De même qu’il s’est abstenu d’user de sa position professionnelle et sociale pour plonger dans les plaisirs frais et appétissants que lui a offert Yavelde, une fille dont les charmes ne lui sont pas insensibles, mais qui reste en définitive une élève, une apprenante. Sony peint un personnage qui porte la vertu dans son dos, contrairement au monde d’aujourd’hui où la vertu est de plus en plus perçue comme désuète, comme une anomalie, comme une plaie, au point de faire subir à celui qui en fait preuve toutes les railleries possibles. Dans ce désert ambiant de moralité, Sony crée une oasis en le personnage de Dadou qui, accusé par Yavelde qui a usé de tous les stratagèmes pour le séduire, a justifié son intransigeance en ces termes : « Des gens qui, pour paraître à la page, fuient la vertu, mais la vertu ça existe. Elle se cache dans nos dos, elle bondit sur nous au bon moment. Les gens déconnent souvent parce qu’ils pensaient que la bonne conduite fait vieux jeu ».
L’odyssée de Dadou continue. Il passera quatre en prison sans jugement. Quatre années d’incarcération où il va connaitre des moments d’abattement, de stagnation ; des moments de dormance ou de léthargie sans pour autant renoncer à ses convictions. Mais très vite, il sera « fouetté », revigoré par Yealdara que le récit a convoqué pour jouer le rôle de l’ange qui réconforte Daniel dans la fosse aux lions. Dadou s’évade de la prison grâce à des complices qui l’aident à se réfugier de l’autre côté du fleuve, dans un village des pêcheurs. Et, toujours comme Ahouna dans Un piège sans fin d’Olympe Bhêly-Quenum, il sera à nouveau arrêté, cette fois par les hommes de la milice du Parti appelés « Les Bérets ». On l’emprisonne derechef, on le torture et on le laisse pour mort dans un ravin. Mais il ne connaitra pas le même destin tragique qu’Ahouna qui a fini sur le bûcher. Il sera sauvé in extremis par les maquisards qui vont le contraindre à travailler pour eux sous un déguisement de fou.
Et c’est dans la toge de la folie que Sony montre l’autre homme révolté dans ce roman. L’autre homme révolté contre le messianisme politique, contre l’injustice qui noie les innocents, pour le virus qui bat le virus, la violence qui détruit la violence. Dadou, sous la défroque de cette folie affectée, va tuer le premier secrétaire du Parti en pleine messe de Pâques ; l’attentat que tout le monde attendait. Rappelant ainsi le film Nightwatcher qui montre une société tellement inique, tellement corrompue que la seule manière pour l’éradiquer ou l’amoindrir est d’éliminer un à un les autorités qui affament et privent le peuple de tout.

◆ **MATÉRIEL EXTRAIT**
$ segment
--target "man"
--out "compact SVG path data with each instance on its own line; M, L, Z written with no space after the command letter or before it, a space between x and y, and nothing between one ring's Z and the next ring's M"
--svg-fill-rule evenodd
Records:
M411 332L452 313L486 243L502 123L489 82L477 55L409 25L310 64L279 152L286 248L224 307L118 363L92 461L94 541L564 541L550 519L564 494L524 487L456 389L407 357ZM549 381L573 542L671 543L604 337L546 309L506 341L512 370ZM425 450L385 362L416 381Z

◆ **CONSIGNES**
(A) Indiquez si chacune des affirmations suivantes concorde avec l'extrait, en répondant par oui ou par non et en citant les mots décisifs du texte : (i) Dadou est arrêté une seconde fois par la milice du Parti nommée « Les Bérets » ; (ii) Dadou finit sur le bûcher, comme Ahouna ; (iii) Dadou tue le premier secrétaire du Parti pendant la messe de Pâques.
(B) D'après l'extrait, pourquoi Dadou ne cède-t-il pas à Yavelde ? Répondez en une à trois phrases.

◆ **CORRIGÉ**
(A)
(i) Oui : « il sera à nouveau arrêté, cette fois par les hommes de la milice du Parti appelés « Les Bérets » ».
(ii) Non : « Mais il ne connaitra pas le même destin tragique qu’Ahouna qui a fini sur le bûcher. »
(iii) Oui : « Dadou, sous la défroque de cette folie affectée, va tuer le premier secrétaire du Parti en pleine messe de Pâques ».

(B) Malgré ses charmes, Yavelde reste une élève, une apprenante, et Dadou refuse d'user de sa position professionnelle et sociale pour en profiter. Il justifie lui-même son intransigeance en affirmant que la vertu existe, même si certains la fuient pour paraître à la page.